• _简短任务_
将下列全部数据行逐字原样返回，不作任何改动。

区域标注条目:
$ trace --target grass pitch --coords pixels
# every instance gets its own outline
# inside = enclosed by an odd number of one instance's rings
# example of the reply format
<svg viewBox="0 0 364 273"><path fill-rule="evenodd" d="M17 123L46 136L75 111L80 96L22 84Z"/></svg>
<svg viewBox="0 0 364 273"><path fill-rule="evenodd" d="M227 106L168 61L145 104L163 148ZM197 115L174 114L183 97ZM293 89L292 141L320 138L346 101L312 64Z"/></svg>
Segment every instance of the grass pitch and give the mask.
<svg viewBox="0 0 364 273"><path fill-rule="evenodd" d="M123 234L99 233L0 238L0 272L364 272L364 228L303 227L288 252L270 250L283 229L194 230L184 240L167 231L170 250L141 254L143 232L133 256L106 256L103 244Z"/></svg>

• _已完成任务_
$ trace --target grass pitch --coords pixels
# every instance gets its own outline
# inside = enclosed by an odd number of one instance's rings
# example of the reply format
<svg viewBox="0 0 364 273"><path fill-rule="evenodd" d="M17 123L46 136L75 111L80 96L22 84Z"/></svg>
<svg viewBox="0 0 364 273"><path fill-rule="evenodd" d="M227 106L168 61L145 104L163 148ZM197 115L174 114L183 97ZM293 89L292 141L320 138L346 101L312 64Z"/></svg>
Segment every instance of the grass pitch and give the mask.
<svg viewBox="0 0 364 273"><path fill-rule="evenodd" d="M123 234L99 233L0 238L0 272L364 272L364 228L303 227L288 252L270 250L283 229L194 230L184 240L167 231L170 250L141 254L143 232L133 256L106 256L103 244Z"/></svg>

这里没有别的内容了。